Provided data Start Marker
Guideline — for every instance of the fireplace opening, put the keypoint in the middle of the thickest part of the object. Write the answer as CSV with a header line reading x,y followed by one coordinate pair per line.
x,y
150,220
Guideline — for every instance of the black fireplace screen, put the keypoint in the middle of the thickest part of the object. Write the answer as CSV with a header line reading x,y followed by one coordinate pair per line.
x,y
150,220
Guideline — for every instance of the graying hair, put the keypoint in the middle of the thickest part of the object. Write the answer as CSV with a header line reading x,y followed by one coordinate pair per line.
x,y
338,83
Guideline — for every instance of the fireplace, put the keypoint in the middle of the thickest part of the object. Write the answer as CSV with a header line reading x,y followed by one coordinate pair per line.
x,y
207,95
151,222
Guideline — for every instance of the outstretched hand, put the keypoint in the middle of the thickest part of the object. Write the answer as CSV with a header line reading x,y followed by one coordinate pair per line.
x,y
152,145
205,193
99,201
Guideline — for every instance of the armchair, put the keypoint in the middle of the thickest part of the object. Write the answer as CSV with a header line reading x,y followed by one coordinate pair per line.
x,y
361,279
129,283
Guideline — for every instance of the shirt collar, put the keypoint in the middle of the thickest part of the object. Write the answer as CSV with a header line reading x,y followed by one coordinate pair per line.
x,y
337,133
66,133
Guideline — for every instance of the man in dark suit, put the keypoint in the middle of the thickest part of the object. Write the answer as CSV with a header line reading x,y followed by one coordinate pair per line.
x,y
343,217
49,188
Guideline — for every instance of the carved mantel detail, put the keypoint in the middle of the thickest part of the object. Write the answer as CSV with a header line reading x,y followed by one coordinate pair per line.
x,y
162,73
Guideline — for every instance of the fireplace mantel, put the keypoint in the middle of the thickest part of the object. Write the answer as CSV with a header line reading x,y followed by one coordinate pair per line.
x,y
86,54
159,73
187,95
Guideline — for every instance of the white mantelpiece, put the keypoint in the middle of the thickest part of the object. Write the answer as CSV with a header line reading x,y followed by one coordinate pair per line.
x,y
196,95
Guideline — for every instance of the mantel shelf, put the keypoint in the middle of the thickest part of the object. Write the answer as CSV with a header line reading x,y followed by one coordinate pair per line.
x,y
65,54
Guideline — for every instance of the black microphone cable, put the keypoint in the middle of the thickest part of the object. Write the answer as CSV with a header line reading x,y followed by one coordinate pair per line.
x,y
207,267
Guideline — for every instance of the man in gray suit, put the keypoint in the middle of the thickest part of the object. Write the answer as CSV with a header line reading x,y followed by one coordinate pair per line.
Provided data End Marker
» Try it
Line by line, retype the data exactly as written.

» Written response
Guideline — for every instance of the fireplace opening, put the keypoint in the middle of the thickest part of the object. Write the answer as CSV with a header line reading x,y followed by one coordinate pair per line.
x,y
150,220
Guideline — for every instance of the black fireplace screen, put the keypoint in the middle of the thickest part of the object. Write the answer as CSV with a header line reading x,y followed by one coordinate pair per line.
x,y
150,220
Guideline — for every instance of the graying hair, put the keypoint in the middle of the thickest part of the object. Write the answer as CSV with a header line reading x,y followed by one coordinate pair per line.
x,y
338,83
Guideline — for every instance of the fireplace, put the keypoint in the middle of the thickest part of the object. Write the answer as CSV with a header line reading x,y followed by one coordinate pair per line.
x,y
207,95
151,222
Guideline — for every instance of the outstretched hand, put the keypoint in the middle of the thickest part of the object. Write the answer as CSV with a header line reading x,y followed by one coordinate pair per line.
x,y
152,145
205,193
99,201
Guideline — for every instance of the armchair, put the keypoint in the middle of the thickest part of the object. Write the answer as CSV with a header line reading x,y followed by one coordinate pair per line.
x,y
361,279
129,283
Guideline — for every instance of the shirt collar, put the keypoint in the middle of the thickest part of the object. Write the answer as CSV with a header line reading x,y followed by one coordinate pair per line.
x,y
337,133
66,133
Guideline — for every instance of the man in dark suit, put the keypoint in the middle of the thickest part of the object. Write the answer as CSV with a header line reading x,y followed by one coordinate pair per line.
x,y
343,217
49,188
Guideline — for every instance of the carved mantel detail, put the keypoint in the middle of the thickest part of the object. Write the answer as CSV with a header line reading x,y followed by one coordinate pair per line.
x,y
162,73
Guideline — for every instance of the fireplace mantel, put the keypoint in the middle of the thickest part of the object. Write the answer as CSV with a header line reading x,y followed by one coordinate pair per line.
x,y
86,54
159,73
187,95
Guideline — for every instance of the white mantelpiece, put the keypoint in the middle of the thickest part of the object. Write the answer as CSV with a header line reading x,y followed by one coordinate pair per line.
x,y
196,95
Guideline — for every instance of the mantel shelf, put the keypoint in the middle of the thickest part of the object. Write the answer as CSV with a header line reading x,y followed by one coordinate pair per line.
x,y
65,54
Guideline — for every instance of the black microphone cable, put the keypoint in the middle of the thickest part of the object. Write the answer as CSV with a header line reading x,y followed by one coordinate pair per line.
x,y
207,267
Guideline — for every instance of the man in gray suit, put the keypoint in the middle of the thickest part of the object. Write the answer as CSV with a header line reading x,y followed by one coordinate pair per line.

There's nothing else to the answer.